**TASK TO CARRY OUT:**
Determine how many lines of the records below contain the string "locomotive", matching letter case exactly, and reply with that number alone.

________________

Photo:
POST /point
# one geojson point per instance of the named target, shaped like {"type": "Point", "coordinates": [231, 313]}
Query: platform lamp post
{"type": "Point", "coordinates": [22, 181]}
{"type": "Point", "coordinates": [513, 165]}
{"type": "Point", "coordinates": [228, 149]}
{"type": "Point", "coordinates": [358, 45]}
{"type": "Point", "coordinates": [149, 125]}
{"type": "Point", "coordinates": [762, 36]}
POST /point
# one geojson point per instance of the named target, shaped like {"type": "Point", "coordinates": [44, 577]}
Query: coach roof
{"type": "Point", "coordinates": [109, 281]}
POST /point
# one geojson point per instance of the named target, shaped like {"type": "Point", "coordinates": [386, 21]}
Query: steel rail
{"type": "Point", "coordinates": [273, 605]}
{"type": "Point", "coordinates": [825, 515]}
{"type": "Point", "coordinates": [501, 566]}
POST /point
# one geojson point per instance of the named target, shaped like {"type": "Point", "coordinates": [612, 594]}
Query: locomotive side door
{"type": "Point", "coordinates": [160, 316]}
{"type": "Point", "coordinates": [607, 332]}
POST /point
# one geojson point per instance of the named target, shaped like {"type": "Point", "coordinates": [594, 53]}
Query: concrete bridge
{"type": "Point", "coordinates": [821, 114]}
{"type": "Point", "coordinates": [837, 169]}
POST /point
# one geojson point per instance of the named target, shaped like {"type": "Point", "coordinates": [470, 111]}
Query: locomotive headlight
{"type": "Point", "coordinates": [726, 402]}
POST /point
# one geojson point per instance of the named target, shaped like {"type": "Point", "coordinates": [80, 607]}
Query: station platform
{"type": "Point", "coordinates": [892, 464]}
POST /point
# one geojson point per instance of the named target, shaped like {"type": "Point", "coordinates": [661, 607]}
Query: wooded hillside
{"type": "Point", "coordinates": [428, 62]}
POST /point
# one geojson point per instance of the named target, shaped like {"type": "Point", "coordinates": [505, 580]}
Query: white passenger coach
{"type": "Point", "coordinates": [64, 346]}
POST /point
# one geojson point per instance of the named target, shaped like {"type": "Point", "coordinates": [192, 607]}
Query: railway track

________________

**RESULT OF THE EXERCISE:**
2